*WHAT YOU SHOULD DO*: Count the lines of the listing below that contain the string "clicks", matching case exactly, and reply with the number alone.

*THE INPUT*:
────────

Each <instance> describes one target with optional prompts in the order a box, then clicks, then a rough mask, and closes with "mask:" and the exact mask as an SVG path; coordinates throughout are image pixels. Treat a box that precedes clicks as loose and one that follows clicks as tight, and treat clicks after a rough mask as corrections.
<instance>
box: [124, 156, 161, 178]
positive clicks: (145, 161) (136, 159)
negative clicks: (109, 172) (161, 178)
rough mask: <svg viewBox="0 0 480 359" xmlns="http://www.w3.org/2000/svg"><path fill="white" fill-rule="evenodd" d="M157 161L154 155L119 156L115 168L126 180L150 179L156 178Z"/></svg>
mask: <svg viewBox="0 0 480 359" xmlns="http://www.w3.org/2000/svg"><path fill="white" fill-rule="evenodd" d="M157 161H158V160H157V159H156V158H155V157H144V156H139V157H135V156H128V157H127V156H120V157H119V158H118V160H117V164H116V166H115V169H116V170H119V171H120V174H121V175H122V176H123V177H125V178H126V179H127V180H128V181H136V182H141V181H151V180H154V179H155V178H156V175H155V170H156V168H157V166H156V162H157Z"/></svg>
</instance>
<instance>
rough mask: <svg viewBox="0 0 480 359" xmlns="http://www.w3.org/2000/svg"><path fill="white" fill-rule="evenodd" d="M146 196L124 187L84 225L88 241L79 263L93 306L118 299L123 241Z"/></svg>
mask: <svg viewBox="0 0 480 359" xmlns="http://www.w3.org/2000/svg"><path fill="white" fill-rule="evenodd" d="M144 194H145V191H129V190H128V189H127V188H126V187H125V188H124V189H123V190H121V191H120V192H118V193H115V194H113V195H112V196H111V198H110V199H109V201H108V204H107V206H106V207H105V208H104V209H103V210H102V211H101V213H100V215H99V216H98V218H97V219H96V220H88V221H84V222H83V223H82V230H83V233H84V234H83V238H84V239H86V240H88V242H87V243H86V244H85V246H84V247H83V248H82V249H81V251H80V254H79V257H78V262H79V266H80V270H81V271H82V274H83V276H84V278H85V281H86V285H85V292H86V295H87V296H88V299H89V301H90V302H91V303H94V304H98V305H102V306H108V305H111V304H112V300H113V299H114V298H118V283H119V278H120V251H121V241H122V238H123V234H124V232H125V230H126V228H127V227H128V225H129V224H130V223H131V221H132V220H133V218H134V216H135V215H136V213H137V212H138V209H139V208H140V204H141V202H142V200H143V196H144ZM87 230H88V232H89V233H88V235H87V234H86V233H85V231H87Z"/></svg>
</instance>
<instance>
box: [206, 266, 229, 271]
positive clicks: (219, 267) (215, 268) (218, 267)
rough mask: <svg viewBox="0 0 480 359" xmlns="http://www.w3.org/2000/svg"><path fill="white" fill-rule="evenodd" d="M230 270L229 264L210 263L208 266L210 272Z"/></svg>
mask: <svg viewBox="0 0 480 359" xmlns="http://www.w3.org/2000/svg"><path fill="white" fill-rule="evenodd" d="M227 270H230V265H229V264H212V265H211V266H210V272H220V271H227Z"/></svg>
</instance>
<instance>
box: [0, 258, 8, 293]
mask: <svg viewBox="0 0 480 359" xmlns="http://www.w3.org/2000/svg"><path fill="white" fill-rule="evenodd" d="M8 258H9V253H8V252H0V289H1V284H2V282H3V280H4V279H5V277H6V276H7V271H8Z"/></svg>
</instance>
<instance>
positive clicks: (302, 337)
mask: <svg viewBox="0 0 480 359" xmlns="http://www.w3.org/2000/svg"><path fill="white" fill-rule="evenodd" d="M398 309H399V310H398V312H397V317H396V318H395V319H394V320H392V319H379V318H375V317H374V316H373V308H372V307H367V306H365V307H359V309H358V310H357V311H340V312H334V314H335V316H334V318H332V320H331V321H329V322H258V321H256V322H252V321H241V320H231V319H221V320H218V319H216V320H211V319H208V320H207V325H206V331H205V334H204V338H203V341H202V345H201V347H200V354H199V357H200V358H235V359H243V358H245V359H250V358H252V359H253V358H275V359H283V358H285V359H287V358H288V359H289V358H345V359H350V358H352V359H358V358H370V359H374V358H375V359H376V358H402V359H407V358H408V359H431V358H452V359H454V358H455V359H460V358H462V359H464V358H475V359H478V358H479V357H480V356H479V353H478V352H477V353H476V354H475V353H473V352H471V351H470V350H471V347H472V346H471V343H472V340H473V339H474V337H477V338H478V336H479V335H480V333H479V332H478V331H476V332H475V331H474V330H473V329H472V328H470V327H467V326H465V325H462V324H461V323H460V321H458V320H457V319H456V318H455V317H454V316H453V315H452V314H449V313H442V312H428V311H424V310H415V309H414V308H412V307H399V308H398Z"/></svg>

────────

*SOLUTION BELOW*: 5